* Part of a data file

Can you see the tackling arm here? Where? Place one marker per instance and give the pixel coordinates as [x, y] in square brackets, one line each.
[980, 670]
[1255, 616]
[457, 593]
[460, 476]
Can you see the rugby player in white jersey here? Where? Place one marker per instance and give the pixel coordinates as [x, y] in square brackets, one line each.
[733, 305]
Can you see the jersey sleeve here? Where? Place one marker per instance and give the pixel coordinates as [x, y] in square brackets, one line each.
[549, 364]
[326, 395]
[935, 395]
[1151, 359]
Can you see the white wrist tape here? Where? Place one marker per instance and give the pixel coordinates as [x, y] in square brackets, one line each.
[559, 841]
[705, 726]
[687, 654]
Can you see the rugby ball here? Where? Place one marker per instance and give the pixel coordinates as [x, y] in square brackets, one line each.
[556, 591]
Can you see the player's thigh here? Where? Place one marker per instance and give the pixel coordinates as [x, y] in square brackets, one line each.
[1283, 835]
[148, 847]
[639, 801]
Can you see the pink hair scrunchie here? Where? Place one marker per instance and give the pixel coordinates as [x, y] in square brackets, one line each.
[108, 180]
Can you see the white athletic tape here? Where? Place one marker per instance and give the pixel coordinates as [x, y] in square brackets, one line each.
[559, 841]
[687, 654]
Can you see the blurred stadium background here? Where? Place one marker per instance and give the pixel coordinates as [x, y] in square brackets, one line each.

---

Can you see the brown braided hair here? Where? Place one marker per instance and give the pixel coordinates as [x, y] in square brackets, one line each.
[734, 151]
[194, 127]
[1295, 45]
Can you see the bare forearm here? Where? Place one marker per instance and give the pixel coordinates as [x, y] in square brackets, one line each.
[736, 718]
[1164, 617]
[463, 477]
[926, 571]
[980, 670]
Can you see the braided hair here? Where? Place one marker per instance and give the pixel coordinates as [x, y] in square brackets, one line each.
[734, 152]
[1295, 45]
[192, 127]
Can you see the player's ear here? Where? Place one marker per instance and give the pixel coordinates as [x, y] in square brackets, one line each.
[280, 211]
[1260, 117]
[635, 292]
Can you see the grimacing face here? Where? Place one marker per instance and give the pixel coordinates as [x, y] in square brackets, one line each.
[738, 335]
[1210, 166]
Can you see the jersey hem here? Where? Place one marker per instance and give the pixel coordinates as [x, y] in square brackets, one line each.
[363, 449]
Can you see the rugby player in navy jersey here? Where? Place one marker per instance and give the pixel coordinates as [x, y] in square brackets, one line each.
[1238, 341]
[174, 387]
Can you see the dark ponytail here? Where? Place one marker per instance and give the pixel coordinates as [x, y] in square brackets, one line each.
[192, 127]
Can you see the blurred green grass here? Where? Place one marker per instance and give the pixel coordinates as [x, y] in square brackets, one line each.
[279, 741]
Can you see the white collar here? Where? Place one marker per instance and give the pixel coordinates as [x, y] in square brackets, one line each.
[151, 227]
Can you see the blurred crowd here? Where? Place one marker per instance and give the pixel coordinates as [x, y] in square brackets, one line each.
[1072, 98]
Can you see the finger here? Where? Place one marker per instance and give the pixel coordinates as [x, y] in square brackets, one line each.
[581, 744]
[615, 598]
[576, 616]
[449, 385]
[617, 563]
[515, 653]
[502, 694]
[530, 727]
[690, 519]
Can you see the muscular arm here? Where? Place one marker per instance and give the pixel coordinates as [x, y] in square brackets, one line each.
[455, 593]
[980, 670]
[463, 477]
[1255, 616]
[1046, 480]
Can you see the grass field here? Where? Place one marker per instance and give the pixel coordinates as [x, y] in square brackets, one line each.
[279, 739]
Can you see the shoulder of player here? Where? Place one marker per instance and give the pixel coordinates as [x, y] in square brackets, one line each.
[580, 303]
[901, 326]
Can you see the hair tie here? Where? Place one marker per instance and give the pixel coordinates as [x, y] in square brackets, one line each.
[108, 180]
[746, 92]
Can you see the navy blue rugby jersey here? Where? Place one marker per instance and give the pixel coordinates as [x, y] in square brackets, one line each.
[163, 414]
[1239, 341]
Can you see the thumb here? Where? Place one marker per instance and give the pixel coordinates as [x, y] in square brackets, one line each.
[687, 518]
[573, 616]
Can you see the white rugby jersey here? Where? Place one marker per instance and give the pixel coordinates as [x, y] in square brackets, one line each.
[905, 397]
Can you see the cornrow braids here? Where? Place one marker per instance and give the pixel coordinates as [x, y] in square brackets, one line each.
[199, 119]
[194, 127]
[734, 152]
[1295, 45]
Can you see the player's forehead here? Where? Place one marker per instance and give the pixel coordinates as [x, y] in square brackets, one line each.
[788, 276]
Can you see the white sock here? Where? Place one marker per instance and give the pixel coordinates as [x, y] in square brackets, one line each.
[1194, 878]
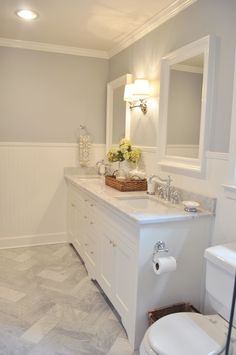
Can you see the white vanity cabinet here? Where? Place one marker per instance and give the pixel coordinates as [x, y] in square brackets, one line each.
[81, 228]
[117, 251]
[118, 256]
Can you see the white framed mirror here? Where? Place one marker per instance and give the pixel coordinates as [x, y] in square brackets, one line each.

* * *

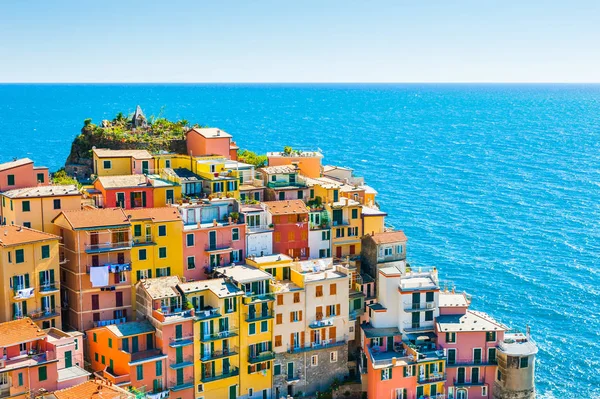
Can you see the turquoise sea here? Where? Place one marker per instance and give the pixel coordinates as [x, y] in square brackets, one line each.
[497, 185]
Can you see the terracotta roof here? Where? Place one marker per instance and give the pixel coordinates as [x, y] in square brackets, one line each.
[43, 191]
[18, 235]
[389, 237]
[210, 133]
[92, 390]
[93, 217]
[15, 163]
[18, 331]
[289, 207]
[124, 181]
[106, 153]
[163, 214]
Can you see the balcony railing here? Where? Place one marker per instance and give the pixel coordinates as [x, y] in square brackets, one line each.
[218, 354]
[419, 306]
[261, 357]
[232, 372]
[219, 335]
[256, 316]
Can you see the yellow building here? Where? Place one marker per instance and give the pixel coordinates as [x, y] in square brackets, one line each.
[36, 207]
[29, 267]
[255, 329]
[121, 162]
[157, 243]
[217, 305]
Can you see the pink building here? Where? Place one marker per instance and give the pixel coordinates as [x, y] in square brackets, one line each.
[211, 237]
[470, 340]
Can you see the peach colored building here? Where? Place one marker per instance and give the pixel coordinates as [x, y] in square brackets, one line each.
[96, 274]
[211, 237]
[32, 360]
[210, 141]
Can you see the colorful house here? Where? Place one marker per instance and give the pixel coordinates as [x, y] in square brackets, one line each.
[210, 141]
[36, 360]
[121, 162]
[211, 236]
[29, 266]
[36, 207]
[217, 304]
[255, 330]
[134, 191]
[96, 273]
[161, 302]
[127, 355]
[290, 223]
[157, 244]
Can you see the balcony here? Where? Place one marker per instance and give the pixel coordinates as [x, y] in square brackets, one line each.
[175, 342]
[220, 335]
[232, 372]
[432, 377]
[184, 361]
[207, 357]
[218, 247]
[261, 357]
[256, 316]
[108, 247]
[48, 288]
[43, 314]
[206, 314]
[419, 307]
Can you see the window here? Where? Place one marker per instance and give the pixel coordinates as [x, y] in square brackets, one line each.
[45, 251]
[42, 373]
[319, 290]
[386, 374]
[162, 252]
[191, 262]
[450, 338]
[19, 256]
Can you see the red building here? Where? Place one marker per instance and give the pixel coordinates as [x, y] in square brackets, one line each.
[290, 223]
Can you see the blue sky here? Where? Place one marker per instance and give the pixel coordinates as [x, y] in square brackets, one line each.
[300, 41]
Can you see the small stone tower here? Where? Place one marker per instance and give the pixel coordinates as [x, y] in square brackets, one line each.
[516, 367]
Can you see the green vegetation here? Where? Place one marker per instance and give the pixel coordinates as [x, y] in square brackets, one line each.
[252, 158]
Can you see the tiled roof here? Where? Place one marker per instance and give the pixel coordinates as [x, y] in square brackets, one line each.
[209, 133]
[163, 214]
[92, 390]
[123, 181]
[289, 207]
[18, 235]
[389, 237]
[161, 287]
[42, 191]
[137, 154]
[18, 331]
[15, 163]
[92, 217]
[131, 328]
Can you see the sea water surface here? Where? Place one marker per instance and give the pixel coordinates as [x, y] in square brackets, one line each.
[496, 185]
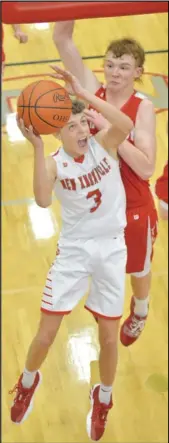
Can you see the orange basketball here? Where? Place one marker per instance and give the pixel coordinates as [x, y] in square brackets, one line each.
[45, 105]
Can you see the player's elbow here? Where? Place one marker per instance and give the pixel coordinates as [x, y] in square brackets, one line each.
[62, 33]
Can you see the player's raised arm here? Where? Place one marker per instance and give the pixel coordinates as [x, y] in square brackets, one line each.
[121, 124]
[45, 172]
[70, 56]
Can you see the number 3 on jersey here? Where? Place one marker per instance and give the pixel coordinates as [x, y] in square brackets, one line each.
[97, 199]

* PROBLEM TO SOLVE
Rewrite the rows above from the line with "Can you see the tackling" to the line with "Can you see the blurred stadium", keeping every request, and add 75 to each number in the pixel coordinates.

* FULL OUTPUT
Can you see the tackling arm here? Where? Place one marker per instance and give the pixel coordinates as [x, y] in square brackets, one line each.
[1055, 745]
[1330, 691]
[532, 668]
[535, 551]
Can you see the rugby player in white jersey here? Where? Place one marker per instance and give the pixel coordinates as [x, y] in square brackets, one line each.
[808, 380]
Can you see the jersey sleeve here? Where? Place one marker per instance and give the pixel coordinates as [x, y] in square brackets, one line each.
[624, 439]
[401, 470]
[1010, 470]
[1226, 434]
Can you see the white wrist tape here? Where? Place one marker per instance and give the pixel coordinates as [x, y] in square brackets, one line each.
[634, 916]
[780, 801]
[762, 729]
Can you see the rugby ball here? Where? Place one marker per instance and give the pixel coordinates as [x, y] in square brackets, one line each.
[631, 666]
Can you see the player's thigh here? Where? Place one marker per instance and give the pixel coordinates as [x, y] in square brackets, one line each.
[1358, 910]
[223, 922]
[714, 876]
Can you see the pink hair scrunchie here? Where? Place one marker per instance and give the pixel coordinates as [x, y] in square brackets, one line each.
[183, 255]
Can you see the white athletic tape here? Where? Place one marker per instance and give the pixel coordinates as [x, y] in square brackets, one line each.
[634, 916]
[762, 729]
Can you see the blurred stadium background here? Where? Place one marker per instance and give the pixel coordinates as [x, y] in square brackets, one line each.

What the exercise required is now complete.